*DOCUMENT PASSAGE*
Lipid News

Who’s in charge of PM identity?

Gerry Hammond
By Gerry Hammond
September 01, 2018

The plasma membrane, or PM, is the front line of cellular life. It functions simultaneously as a border, logistical hub, communications relay and structural foundation. These functions are performed by proteins embedded in or attached to the PM. Typically, these proteins are controlled from the cytosolic face of the PM, enabling the cell to maintain executive control of PM function and adapt it as necessary.

The plasma membrane stands apart from other membranes at least in part because of its enrichment in anionic lipids (inset), making it uniquely highly negatively charged.Courtesy of Gerry Hammond

Controlling these PM proteins poses a unique challenge in eukaryotes; the proteins must be targeted correctly and activated at the PM and not at the many other membrane organelles connected by vesicular traffic. For example, a calcium channel should not become activated after synthesis in the endoplasmic reticulum, nor should machinery tasked with pulling vesicles from the PM pull them from endosomes instead. In short, the PM needs a unique chemical identity that proteins can recognize.

Natural-language object grounding data:
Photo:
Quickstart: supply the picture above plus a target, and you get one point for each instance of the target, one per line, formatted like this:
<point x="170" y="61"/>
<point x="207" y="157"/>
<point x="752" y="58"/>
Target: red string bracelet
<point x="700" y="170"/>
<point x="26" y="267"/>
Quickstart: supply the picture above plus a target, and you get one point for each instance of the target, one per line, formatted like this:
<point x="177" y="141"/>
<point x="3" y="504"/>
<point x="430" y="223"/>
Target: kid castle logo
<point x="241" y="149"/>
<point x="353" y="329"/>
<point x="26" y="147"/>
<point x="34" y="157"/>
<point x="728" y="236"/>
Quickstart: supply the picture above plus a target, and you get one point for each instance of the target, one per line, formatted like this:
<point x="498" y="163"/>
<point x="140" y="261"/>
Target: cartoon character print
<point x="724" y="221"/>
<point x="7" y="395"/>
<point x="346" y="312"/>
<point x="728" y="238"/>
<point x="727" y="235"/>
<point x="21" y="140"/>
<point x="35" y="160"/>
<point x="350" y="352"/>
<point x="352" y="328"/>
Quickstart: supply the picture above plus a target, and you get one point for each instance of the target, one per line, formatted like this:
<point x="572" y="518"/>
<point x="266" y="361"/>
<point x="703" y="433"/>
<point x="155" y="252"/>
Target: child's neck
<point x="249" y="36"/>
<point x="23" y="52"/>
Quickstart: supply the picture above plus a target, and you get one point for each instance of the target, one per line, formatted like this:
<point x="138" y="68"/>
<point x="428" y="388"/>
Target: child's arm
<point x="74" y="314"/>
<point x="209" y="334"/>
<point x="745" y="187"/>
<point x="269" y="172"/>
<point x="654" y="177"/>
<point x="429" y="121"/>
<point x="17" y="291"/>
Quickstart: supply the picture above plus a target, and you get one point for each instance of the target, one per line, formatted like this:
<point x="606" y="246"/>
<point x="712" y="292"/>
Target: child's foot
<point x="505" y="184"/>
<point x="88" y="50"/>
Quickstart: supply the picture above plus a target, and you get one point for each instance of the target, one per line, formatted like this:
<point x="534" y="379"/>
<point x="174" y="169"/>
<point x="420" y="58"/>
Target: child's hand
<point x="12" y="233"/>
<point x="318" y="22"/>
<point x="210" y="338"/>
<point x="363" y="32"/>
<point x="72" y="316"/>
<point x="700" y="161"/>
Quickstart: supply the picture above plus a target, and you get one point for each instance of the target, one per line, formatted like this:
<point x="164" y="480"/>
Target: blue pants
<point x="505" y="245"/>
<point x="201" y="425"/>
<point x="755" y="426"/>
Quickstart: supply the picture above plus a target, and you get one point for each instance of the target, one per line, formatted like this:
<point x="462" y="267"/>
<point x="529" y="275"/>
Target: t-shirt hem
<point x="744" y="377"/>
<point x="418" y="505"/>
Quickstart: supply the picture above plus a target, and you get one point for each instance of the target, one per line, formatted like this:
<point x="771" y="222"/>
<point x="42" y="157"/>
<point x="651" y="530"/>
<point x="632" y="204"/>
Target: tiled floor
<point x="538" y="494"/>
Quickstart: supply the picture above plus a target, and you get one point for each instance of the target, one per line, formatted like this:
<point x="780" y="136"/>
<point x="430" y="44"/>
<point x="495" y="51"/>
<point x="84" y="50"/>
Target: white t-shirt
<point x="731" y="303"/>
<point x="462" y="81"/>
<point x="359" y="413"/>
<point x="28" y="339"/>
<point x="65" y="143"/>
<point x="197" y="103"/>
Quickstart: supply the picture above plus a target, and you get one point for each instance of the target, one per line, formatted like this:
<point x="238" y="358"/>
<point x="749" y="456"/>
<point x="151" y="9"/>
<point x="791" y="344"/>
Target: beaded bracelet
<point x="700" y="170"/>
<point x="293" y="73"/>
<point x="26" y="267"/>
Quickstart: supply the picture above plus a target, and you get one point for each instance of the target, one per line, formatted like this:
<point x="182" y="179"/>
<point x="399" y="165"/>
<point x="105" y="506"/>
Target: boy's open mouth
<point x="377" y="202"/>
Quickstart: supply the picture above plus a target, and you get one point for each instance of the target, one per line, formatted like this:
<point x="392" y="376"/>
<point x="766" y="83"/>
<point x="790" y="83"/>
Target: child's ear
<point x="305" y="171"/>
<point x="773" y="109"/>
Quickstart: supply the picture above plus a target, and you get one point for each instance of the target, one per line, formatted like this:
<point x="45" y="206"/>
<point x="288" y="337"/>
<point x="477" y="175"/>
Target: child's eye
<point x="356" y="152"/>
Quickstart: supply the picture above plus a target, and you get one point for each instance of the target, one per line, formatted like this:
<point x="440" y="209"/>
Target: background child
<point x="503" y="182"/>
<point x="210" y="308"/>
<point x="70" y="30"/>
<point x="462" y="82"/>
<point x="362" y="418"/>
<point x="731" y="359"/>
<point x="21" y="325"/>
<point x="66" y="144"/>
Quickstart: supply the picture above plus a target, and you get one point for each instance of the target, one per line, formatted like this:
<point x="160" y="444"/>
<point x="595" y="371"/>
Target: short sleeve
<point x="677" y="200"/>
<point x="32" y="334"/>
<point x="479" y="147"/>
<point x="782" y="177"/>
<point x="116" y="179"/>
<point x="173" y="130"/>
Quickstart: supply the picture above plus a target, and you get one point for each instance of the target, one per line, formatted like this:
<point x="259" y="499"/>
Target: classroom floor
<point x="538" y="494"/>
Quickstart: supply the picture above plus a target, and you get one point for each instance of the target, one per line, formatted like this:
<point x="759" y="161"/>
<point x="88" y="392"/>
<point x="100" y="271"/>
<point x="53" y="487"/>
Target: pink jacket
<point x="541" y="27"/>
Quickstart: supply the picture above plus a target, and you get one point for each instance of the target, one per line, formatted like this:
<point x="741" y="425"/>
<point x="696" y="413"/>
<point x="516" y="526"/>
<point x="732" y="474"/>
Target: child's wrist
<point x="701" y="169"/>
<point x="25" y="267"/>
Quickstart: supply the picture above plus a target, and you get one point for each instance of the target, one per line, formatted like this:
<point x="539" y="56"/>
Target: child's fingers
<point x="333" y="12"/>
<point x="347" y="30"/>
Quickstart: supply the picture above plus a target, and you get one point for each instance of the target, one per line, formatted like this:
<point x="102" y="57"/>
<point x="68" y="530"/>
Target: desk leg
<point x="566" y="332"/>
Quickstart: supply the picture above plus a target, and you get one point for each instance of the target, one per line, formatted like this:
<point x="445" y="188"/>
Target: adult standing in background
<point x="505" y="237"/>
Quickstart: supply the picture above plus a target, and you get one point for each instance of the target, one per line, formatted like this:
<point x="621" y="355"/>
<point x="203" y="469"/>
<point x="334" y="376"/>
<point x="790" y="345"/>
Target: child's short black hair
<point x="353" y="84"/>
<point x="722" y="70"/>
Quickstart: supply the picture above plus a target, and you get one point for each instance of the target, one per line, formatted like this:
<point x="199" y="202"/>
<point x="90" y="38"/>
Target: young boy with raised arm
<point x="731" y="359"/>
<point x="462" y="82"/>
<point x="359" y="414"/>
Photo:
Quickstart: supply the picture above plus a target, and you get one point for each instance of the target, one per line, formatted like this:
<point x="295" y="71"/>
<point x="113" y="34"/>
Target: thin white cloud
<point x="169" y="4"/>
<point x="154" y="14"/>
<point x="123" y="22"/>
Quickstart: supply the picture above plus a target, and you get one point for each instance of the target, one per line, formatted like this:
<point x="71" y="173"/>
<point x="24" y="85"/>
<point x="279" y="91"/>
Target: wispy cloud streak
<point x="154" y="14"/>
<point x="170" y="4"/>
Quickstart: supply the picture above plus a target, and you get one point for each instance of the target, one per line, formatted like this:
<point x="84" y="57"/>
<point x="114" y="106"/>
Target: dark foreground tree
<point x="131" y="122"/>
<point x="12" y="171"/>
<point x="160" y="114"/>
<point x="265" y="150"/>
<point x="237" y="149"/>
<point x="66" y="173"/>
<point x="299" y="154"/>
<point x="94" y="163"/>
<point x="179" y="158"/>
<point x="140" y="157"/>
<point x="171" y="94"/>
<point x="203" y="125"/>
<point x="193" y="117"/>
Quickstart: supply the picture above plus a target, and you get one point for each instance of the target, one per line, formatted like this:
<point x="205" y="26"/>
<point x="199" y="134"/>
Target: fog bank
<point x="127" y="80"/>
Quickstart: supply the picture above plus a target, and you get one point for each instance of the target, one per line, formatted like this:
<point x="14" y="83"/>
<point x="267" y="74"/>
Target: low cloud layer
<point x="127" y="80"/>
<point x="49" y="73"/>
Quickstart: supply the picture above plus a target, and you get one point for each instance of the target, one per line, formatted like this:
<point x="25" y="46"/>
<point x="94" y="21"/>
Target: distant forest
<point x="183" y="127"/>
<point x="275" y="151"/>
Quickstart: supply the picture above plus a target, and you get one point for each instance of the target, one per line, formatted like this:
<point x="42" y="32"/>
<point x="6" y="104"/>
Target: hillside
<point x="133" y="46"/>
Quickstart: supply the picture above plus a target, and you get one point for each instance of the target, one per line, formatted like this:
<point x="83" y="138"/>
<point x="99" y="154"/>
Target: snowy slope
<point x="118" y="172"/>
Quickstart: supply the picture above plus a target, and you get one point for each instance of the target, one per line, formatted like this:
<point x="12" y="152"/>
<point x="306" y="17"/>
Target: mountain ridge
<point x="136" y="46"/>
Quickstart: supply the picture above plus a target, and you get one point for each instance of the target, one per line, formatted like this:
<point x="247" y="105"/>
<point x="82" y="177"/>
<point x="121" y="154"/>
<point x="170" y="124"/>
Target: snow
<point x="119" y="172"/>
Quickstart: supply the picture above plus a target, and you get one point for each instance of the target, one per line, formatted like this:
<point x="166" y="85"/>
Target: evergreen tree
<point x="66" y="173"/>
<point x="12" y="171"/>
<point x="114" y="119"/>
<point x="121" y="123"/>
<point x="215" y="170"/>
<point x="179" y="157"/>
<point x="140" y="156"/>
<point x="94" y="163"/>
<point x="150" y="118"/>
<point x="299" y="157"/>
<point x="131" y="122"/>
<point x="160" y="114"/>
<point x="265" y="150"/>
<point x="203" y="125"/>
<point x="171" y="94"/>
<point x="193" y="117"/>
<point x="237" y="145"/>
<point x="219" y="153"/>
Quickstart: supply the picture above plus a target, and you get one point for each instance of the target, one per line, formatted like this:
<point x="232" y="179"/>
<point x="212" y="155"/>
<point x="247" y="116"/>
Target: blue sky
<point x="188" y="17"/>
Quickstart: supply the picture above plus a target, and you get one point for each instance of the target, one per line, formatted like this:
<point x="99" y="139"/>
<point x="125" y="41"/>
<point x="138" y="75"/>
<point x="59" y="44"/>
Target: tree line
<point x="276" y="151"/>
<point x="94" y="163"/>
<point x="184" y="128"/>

*TASK INSTRUCTIONS*
a - Answer each question from the plasma membrane passage, one answer per line:
(i) What four roles does the plasma membrane fill at the same time?
(ii) An enrichment in which kind of lipid makes the plasma membrane uniquely highly negatively charged?
(iii) After synthesis in which organelle should a calcium channel not become activated?
b - Copy the plasma membrane passage between "Controlling these PM" and "proteins can recognize.", inclusive.

*OUTPUTS BY TASK*
a -
(i) Border, logistical hub, communications relay and structural foundation
(ii) Anionic lipids
(iii) The endoplasmic reticulum

b -
Controlling these PM proteins poses a unique challenge in eukaryotes; the proteins must be targeted correctly and activated at the PM and not at the many other membrane organelles connected by vesicular traffic. For example, a calcium channel should not become activated after synthesis in the endoplasmic reticulum, nor should machinery tasked with pulling vesicles from the PM pull them from endosomes instead. In short, the PM needs a unique chemical identity that proteins can recognize.